Task objective -
Gather every line in the records below that contains the string "tick", and copy each such line in full. Case counts, so only match it with the same capitalization.

Record list -
━━━
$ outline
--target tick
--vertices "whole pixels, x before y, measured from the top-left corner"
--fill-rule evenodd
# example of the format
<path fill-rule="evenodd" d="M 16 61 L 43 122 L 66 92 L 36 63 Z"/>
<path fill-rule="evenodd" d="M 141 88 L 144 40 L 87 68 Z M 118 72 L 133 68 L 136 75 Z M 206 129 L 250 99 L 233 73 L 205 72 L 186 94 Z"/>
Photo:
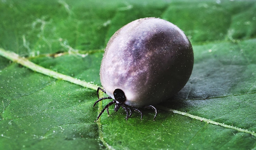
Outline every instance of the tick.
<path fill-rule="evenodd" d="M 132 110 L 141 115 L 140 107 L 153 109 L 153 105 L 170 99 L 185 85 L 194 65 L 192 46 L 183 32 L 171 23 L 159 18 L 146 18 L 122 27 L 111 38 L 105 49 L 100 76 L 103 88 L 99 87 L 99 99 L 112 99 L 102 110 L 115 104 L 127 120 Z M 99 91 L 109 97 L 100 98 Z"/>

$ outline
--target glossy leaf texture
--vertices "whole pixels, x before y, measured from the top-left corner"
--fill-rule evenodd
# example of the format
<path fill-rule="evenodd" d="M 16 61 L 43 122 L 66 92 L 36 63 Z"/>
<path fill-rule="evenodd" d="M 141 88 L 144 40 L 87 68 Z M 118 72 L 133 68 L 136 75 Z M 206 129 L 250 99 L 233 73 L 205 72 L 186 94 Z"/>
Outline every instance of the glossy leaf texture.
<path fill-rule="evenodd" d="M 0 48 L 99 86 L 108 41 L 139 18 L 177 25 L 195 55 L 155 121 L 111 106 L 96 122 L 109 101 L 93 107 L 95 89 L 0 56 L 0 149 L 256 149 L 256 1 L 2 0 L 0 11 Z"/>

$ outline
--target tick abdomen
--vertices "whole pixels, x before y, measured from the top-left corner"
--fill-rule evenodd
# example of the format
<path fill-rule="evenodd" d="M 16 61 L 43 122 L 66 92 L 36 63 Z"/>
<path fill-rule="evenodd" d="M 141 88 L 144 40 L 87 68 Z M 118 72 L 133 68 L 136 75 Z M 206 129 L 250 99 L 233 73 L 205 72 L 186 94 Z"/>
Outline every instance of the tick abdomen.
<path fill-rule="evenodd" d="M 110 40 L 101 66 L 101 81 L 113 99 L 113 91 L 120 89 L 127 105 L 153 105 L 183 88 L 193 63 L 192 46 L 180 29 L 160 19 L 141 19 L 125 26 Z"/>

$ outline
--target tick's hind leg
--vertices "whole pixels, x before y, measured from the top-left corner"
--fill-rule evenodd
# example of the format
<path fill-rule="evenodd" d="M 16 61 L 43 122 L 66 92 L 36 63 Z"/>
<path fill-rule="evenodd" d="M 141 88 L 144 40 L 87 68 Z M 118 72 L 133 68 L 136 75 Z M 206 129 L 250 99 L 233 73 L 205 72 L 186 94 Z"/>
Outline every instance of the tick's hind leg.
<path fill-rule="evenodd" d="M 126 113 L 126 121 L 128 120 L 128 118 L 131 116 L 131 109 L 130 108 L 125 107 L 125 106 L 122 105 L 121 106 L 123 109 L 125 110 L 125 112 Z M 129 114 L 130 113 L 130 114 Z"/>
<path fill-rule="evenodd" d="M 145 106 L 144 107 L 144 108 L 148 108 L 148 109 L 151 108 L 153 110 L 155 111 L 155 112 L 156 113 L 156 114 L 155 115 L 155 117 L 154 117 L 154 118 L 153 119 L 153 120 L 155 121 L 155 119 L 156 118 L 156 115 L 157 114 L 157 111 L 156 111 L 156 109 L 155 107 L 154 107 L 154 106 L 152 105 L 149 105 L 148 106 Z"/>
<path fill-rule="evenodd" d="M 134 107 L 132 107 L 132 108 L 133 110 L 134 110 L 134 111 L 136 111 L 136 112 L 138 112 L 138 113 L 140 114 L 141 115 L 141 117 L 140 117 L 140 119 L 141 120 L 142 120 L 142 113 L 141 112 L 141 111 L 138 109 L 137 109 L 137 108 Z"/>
━━━
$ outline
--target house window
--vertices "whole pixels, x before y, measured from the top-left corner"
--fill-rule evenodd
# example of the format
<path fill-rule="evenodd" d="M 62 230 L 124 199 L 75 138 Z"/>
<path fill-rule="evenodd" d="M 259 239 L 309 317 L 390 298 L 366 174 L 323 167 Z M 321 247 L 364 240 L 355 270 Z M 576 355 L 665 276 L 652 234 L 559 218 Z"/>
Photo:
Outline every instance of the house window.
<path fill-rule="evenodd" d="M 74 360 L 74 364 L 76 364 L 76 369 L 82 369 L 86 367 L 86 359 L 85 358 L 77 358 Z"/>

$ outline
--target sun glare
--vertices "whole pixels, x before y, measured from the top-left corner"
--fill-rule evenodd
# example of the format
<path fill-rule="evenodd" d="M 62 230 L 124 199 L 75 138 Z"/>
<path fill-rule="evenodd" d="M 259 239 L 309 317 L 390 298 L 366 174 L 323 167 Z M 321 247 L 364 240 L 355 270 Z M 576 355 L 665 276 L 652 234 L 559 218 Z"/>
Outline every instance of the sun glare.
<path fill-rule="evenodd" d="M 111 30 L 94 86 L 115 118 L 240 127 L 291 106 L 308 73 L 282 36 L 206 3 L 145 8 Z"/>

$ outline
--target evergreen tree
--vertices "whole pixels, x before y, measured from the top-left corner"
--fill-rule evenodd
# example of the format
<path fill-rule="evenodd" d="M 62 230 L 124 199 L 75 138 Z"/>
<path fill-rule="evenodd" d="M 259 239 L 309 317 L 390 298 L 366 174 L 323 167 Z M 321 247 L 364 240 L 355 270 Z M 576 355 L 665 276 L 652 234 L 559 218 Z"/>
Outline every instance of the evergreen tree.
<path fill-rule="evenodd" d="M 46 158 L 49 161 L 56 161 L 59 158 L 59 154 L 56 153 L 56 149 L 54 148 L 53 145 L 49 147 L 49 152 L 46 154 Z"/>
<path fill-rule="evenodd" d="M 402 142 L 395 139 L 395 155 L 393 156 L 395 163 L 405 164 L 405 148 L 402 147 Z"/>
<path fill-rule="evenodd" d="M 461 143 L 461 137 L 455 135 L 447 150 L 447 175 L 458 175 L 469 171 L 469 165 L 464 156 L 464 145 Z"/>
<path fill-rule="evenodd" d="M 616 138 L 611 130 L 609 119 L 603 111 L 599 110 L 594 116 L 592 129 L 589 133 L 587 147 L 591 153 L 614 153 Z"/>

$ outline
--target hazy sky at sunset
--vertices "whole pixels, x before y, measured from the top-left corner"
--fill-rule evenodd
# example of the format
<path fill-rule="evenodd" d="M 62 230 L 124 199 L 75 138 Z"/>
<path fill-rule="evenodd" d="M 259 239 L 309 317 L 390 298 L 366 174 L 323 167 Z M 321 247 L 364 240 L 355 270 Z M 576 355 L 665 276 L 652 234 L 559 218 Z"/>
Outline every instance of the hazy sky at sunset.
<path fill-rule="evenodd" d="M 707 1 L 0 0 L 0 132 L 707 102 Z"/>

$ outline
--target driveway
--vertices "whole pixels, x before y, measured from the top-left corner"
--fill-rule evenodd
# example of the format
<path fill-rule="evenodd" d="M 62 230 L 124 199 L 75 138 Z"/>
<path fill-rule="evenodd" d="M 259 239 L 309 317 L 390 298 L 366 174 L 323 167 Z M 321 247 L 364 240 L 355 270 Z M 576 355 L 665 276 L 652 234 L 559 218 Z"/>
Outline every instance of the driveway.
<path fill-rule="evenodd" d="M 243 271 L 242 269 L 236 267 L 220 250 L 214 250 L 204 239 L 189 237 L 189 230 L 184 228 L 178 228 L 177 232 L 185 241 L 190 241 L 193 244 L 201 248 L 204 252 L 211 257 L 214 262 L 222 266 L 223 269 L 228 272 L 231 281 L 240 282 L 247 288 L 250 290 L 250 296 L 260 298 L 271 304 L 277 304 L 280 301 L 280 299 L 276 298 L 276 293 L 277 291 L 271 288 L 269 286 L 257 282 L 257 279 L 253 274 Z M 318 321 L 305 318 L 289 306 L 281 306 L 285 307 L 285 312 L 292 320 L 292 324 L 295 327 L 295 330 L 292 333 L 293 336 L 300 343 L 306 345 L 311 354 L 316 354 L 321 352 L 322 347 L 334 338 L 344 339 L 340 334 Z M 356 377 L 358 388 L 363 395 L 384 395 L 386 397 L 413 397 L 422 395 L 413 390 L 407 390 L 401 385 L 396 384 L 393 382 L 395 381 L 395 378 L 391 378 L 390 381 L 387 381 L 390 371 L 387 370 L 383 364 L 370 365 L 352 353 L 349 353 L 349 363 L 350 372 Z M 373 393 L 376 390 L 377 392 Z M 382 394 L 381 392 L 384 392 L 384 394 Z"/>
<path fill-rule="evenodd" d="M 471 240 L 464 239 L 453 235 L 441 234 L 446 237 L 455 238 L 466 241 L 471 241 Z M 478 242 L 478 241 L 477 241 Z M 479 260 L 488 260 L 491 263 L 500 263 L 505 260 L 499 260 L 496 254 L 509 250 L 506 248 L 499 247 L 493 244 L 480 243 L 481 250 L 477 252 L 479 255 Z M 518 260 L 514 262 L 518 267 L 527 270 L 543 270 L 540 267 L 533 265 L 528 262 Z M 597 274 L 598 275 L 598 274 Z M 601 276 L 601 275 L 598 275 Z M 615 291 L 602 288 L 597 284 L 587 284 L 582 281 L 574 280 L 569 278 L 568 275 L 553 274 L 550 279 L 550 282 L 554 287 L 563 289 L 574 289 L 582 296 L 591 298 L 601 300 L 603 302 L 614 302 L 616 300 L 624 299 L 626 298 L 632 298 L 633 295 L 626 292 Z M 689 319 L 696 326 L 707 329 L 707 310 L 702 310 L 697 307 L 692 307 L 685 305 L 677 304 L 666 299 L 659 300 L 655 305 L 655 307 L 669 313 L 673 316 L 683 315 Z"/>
━━━
Solution for this exercise -
--target tick
Outline every instance of the tick.
--target tick abdomen
Outline every instance of the tick abdomen.
--target tick's hind leg
Outline every instance of the tick's hind leg.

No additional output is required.